_What is needed:_ Render the records below as a two-column CSV with the header row input,output, with one row per record. Put the record's text under input and its answer under output, each in a single quoted field with line breaks replaced by spaces.

### The input ###

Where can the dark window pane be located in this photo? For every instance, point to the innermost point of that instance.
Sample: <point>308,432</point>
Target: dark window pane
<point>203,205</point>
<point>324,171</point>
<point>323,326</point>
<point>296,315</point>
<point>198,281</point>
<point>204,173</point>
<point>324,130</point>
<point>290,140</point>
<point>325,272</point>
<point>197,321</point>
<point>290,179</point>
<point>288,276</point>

###

_Complete output:_
input,output
"Where can the dark window pane be located in this photo? For every instance, point to the innermost point of that instance. Sample: <point>308,432</point> Target: dark window pane","<point>203,205</point> <point>324,171</point> <point>323,326</point> <point>296,315</point> <point>198,281</point> <point>204,173</point> <point>324,130</point> <point>290,140</point> <point>325,272</point> <point>197,321</point> <point>290,179</point> <point>288,276</point>"